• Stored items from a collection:
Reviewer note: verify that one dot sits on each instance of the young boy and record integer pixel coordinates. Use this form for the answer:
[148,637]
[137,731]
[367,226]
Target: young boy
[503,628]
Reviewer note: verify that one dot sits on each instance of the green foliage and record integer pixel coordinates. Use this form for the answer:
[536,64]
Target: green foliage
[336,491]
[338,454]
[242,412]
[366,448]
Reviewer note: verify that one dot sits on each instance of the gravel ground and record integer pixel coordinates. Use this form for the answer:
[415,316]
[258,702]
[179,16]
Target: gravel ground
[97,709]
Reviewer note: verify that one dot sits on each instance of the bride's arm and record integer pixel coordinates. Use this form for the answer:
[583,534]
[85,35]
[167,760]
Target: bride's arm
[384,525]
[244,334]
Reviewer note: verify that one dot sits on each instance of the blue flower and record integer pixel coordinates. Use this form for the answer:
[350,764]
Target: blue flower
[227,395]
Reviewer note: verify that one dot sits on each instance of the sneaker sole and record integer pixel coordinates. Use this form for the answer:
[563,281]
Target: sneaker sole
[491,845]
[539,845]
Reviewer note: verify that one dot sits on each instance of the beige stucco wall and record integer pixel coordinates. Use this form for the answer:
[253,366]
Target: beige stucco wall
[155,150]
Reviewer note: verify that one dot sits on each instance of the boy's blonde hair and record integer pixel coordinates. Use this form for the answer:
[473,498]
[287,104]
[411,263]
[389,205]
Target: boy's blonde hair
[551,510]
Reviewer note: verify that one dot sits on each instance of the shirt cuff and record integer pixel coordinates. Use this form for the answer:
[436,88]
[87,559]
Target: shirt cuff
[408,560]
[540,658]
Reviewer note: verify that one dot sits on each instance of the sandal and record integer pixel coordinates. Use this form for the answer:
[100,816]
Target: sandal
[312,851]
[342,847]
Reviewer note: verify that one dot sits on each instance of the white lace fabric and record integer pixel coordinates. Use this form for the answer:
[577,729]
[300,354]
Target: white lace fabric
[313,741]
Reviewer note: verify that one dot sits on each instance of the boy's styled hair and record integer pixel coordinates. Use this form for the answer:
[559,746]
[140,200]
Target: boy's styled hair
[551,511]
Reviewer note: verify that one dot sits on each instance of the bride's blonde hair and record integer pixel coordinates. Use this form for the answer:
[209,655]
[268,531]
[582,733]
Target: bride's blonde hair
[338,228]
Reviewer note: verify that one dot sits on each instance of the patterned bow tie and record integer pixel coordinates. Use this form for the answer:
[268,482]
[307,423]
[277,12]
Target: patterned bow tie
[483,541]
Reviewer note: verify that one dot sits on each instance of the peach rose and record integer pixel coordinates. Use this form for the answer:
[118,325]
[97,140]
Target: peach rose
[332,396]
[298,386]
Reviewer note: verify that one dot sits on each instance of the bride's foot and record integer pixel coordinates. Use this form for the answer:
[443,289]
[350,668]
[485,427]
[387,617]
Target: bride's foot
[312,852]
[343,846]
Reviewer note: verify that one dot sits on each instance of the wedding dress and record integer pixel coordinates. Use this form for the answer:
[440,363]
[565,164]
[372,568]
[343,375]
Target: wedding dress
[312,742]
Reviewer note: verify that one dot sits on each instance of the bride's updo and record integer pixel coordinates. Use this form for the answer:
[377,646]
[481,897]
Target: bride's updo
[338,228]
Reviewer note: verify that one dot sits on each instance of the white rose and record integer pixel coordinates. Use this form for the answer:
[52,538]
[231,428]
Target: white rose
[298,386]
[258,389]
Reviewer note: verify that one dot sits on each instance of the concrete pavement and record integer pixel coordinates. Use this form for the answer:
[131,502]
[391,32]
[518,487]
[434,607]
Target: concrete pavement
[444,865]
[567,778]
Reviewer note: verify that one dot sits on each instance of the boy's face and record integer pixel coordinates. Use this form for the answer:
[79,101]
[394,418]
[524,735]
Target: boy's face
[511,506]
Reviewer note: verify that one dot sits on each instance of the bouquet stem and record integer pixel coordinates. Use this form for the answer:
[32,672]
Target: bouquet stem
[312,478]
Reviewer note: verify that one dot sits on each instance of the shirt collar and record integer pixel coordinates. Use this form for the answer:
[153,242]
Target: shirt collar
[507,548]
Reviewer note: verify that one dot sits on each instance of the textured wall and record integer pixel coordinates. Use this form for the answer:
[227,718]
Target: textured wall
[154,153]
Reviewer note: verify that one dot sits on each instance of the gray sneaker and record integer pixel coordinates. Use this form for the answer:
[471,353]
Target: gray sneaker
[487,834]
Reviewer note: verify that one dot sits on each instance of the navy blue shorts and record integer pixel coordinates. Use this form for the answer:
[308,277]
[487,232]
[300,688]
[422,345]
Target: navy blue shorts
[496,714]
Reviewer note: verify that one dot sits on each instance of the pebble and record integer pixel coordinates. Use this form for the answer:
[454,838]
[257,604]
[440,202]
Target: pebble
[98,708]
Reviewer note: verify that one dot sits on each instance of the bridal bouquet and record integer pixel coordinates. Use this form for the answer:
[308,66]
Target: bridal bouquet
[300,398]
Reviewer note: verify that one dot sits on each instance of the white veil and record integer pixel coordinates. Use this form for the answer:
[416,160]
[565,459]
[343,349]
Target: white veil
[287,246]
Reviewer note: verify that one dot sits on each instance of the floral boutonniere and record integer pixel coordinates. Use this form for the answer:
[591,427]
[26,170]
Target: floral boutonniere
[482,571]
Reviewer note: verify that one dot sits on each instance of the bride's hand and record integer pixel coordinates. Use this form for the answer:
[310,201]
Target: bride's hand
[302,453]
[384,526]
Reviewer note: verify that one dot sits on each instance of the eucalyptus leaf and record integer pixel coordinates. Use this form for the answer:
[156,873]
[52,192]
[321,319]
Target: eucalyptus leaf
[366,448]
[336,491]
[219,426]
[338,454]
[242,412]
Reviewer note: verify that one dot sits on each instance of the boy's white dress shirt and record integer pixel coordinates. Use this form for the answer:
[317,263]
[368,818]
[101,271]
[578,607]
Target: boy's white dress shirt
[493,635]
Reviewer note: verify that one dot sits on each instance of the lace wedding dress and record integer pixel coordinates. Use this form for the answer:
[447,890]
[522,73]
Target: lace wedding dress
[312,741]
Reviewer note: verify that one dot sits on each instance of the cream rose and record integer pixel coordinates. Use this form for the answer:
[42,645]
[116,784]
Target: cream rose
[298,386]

• GOAL:
Repeat the data in its entirety, character for character.

• EXERCISE OUTPUT:
Reviewer note: verify that one dot sits on each instance of the young boy and record integer pixel coordinates. Use this form for the answer:
[148,637]
[137,731]
[367,226]
Target: young boy
[503,628]
Reviewer note: verify that one dot sits on each instance of the green foliage and record integer pixel coordinates. Use this form for the answer:
[536,64]
Target: green foliage
[336,491]
[338,454]
[242,412]
[366,448]
Reviewer note: verify that one dot sits on each instance of the gravel ground and record integer pixel coordinates. Use this form for the answer:
[415,316]
[258,702]
[179,16]
Target: gravel ground
[97,709]
Reviewer note: verify that one dot sits on each instance of the bride's arm and record integer pixel coordinates. Use this form for the answer:
[583,534]
[85,35]
[167,760]
Target: bride's arm
[384,525]
[244,334]
Reviewer note: verify that one dot sits on each instance of the blue flower and record integer pixel coordinates. Use this form for the answer:
[350,764]
Target: blue flower
[227,395]
Reviewer note: verify that one dot sits on each instance of the sneaker sole and record integer pixel coordinates. Use this form for the answer:
[563,281]
Target: sneaker sole
[491,845]
[539,845]
Reviewer note: verify that one dot sits on each instance of the beige stucco wall and record integer pixel coordinates. Use this form for the answer:
[253,366]
Target: beige stucco wall
[155,150]
Reviewer note: verify that one dot sits on each instance of the boy's blonde hair and record integer pixel coordinates. Use this form for the answer:
[473,498]
[287,104]
[411,263]
[389,205]
Target: boy's blonde hair
[551,510]
Reviewer note: verify that one dot sits on each instance of the shirt cuff and record integer pixel coordinates. Use this form for the answer:
[436,88]
[87,559]
Target: shirt cuff
[408,560]
[540,658]
Reviewer note: verify that one dot sits on each instance of the sandal and record integer pixel coordinates. Use this form for the answer:
[100,816]
Target: sandal
[312,851]
[342,847]
Reviewer note: verify that one dot sits on each instance of the white lace fabric and record integer pixel coordinates. Use this form for the answer:
[577,729]
[300,354]
Target: white lace fabric
[313,741]
Reviewer note: verify that one dot sits on each instance of the boy's styled hair and record integer pixel coordinates. Use this form for the answer:
[559,746]
[140,200]
Target: boy's styled hair
[551,511]
Reviewer note: verify that one dot sits on each instance of the bride's blonde hair and record integer pixel coordinates. Use this form for the answer:
[209,655]
[268,531]
[582,733]
Target: bride's blonde hair
[338,228]
Reviewer note: verify that one dot sits on each instance of the patterned bow tie and record integer pixel coordinates. Use this form for the answer:
[268,482]
[307,423]
[277,12]
Target: patterned bow tie
[483,541]
Reviewer note: verify that one dot sits on each instance of the peach rose and record integer pixel coordinates. Use this form for the answer:
[118,325]
[97,140]
Target: peach rose
[332,396]
[298,386]
Reviewer note: verify that one dot sits on each instance of the bride's foot and record integer pixel coordinates. Use this form for the answer:
[443,289]
[350,668]
[485,427]
[387,617]
Target: bride's foot
[312,852]
[343,846]
Reviewer note: verify that one dot sits on each instance of the wedding dress and record integer pixel coordinates. Use this form for the answer:
[440,363]
[565,164]
[372,568]
[343,375]
Target: wedding dress
[312,742]
Reviewer note: verify that one dot sits on each instance of the bride's updo and record integer pixel coordinates. Use this form for the answer:
[377,646]
[481,897]
Target: bride's updo
[338,228]
Reviewer note: verify that one dot sits on each instance of the white rose and record integer pixel coordinates. Use this form for the answer:
[52,538]
[231,428]
Target: white rose
[298,386]
[258,389]
Reviewer note: verify that one dot sits on each instance of the concrete pavement and record integer pixel coordinates. Use this form for the answer:
[131,502]
[391,32]
[518,487]
[434,607]
Target: concrete pavement
[444,865]
[567,778]
Reviewer note: verify that one dot sits on each instance of the boy's face and record integer pixel coordinates. Use this form for the answer:
[79,101]
[394,418]
[524,735]
Target: boy's face
[511,506]
Reviewer note: verify that one dot sits on each instance of the bouquet stem and record integer pixel coordinates. Use this form for the answer:
[32,672]
Target: bouquet stem
[312,478]
Reviewer note: verify that one dot sits on each instance of the shirt collar and record integer pixel coordinates. Use this form for the answer:
[153,242]
Target: shirt collar
[507,548]
Reviewer note: verify that one dot sits on each instance of the textured wall and record integer pixel coordinates. Use this form for the answer:
[227,718]
Target: textured wall
[154,153]
Reviewer note: verify that one dot sits on each instance of the gray sneaker and record integer pixel coordinates. Use this form for the answer:
[471,353]
Target: gray sneaker
[487,834]
Reviewer note: verify that one dot sits on each instance of the navy blue shorts and record integer pixel coordinates. Use this form for the answer:
[308,277]
[487,232]
[300,688]
[422,345]
Target: navy blue shorts
[496,714]
Reviewer note: verify that one dot sits on each instance of the pebble and record integer pixel coordinates. Use this form for the answer:
[454,838]
[257,604]
[440,202]
Target: pebble
[98,708]
Reviewer note: verify that one dot sits on each instance of the bridal bouquet and record integer pixel coordinates. Use this form for the answer:
[308,66]
Target: bridal bouquet
[300,398]
Reviewer note: verify that one dot sits on each instance of the white veil and record integer pixel coordinates. Use this form for the answer:
[416,160]
[565,459]
[343,349]
Target: white veil
[287,246]
Reviewer note: verify that one dot sits on each instance of the floral boutonniere and record integer pixel coordinates. Use this form for the answer:
[591,427]
[26,170]
Target: floral boutonniere
[482,571]
Reviewer note: verify that one dot sits on each instance of the bride's hand and record integer pixel coordinates. Use this form for the answer:
[310,201]
Target: bride's hand
[302,453]
[384,526]
Reviewer note: verify that one dot sits on each instance of the eucalyptus leaf and record integer pixel coordinates. Use this form for the answer:
[156,873]
[52,192]
[321,319]
Target: eucalyptus leaf
[366,448]
[336,491]
[219,426]
[338,454]
[242,412]
Reviewer note: verify that one dot sits on each instance of the boy's white dress shirt and record integer pixel coordinates. Use this form for the answer:
[317,263]
[368,818]
[101,271]
[578,607]
Target: boy's white dress shirt
[493,635]
Reviewer note: verify that one dot sits on each instance of the lace wedding dress and record integer pixel coordinates. Use this form for the answer:
[447,890]
[522,73]
Target: lace wedding dress
[312,741]
Reviewer note: verify that one dot sits on each instance of the cream rose and record integer pixel coordinates. Use this form for the answer:
[42,645]
[116,784]
Target: cream rose
[298,386]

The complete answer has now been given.